Given records
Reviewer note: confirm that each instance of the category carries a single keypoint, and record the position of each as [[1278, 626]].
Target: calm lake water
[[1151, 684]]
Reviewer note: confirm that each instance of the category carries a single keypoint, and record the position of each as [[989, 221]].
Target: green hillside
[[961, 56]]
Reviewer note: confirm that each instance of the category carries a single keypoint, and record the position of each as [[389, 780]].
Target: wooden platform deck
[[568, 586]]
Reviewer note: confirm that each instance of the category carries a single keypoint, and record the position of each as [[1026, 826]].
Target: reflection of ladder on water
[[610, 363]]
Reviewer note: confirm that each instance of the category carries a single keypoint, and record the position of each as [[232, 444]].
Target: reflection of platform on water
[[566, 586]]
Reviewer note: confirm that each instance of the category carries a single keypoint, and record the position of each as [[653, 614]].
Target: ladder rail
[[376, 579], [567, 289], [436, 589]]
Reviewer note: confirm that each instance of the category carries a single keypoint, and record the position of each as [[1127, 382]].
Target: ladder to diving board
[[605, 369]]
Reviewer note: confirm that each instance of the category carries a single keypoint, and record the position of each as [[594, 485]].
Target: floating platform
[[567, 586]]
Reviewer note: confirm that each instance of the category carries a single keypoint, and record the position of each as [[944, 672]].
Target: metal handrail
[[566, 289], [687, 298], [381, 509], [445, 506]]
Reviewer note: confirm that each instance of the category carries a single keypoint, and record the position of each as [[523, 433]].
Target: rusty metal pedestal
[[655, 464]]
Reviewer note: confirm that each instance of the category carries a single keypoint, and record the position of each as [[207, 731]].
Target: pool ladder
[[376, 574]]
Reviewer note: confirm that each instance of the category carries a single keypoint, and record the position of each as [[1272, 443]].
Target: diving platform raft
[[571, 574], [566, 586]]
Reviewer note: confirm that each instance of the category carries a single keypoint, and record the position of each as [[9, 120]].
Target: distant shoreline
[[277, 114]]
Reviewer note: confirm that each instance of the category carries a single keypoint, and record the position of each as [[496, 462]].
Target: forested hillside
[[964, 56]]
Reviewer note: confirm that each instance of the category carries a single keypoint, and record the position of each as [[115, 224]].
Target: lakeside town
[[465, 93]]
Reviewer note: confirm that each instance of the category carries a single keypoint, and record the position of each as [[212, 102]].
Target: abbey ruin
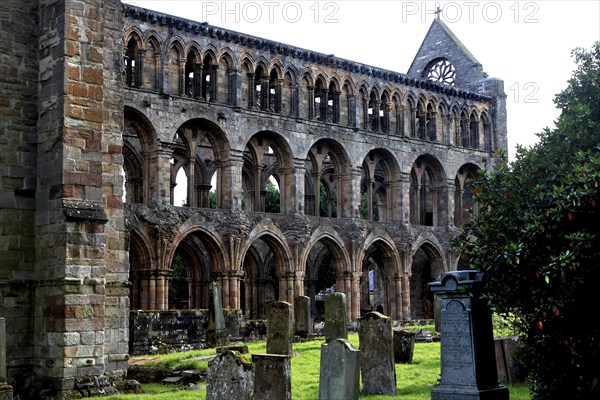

Task requirements
Output the data from its first line up to and including the line that contains "[[610, 363]]" as a Markdown table with the columns No. and Line, giving each row a number and leaving out blank lines.

Problem solution
| No. | Line |
|---|---|
| 1 | Reviewer note: confirm that each instance of the category carries a single keypoint, and record the position of each as [[1278, 626]]. |
| 2 | Target: calm lake water |
| 3 | [[1151, 684]] |
| 4 | Reviewer note: confirm that each instance of the category carries a single keypoint, and record the position of each as [[989, 221]]. |
| 5 | Target: green hillside |
| 6 | [[961, 56]] |
| 7 | Reviewer note: confirm that each instance of the category carries a single keypoint, and record the position of each as [[389, 780]]. |
| 8 | Target: wooden platform deck |
| 9 | [[568, 586]] |
| 10 | Reviewer note: confirm that each instance of the category carries a single keypoint, and record the position of each as [[1026, 826]]. |
| 11 | Target: reflection of ladder on water |
| 12 | [[610, 363]] |